→ **HOW TO COMPLETE THIS TASK**: Look through the lines below; wherever the word "provide" appears, copy that line.

Start of RECORDS FOR THE TASK

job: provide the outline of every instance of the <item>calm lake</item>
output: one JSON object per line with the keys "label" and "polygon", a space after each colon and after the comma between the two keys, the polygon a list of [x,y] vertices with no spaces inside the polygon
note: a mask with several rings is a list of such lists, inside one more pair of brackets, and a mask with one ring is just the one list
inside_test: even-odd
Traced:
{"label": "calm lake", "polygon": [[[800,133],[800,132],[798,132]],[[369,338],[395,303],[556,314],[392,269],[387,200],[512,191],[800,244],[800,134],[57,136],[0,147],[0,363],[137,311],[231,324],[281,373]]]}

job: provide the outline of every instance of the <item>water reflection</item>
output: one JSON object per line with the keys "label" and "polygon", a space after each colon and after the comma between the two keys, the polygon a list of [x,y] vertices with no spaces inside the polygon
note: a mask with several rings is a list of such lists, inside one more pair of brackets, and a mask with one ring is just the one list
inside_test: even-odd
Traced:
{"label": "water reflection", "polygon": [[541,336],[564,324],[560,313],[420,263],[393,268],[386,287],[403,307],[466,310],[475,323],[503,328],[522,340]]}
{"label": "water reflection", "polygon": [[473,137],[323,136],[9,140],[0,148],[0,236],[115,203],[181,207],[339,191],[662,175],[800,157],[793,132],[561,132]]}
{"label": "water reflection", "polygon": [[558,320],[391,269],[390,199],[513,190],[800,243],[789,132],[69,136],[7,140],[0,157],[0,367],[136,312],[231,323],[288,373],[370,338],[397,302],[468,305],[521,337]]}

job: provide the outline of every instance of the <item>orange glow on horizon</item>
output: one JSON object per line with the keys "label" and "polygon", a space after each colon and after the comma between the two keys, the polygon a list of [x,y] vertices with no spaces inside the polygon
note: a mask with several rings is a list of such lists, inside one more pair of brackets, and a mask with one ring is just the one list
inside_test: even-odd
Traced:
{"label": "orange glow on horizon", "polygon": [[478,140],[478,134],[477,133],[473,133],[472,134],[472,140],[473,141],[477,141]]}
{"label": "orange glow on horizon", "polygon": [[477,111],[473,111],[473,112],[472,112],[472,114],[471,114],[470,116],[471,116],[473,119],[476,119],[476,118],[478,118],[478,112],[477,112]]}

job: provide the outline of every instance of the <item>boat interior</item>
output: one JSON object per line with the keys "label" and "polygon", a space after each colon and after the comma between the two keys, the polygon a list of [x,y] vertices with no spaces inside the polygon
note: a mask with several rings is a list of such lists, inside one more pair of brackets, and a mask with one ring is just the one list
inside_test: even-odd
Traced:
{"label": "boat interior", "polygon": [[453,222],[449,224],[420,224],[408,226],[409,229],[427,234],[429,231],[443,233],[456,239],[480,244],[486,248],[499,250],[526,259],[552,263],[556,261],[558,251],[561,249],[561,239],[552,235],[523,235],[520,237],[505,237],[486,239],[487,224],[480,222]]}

End of RECORDS FOR THE TASK

→ **SOLUTION TO THIS EXERCISE**:
job: provide the outline of every instance of the <item>calm lake</item>
job: provide the outline of every instance of the <item>water reflection</item>
job: provide the outline of every instance of the <item>orange glow on horizon</item>
job: provide the outline of every instance of the <item>boat interior</item>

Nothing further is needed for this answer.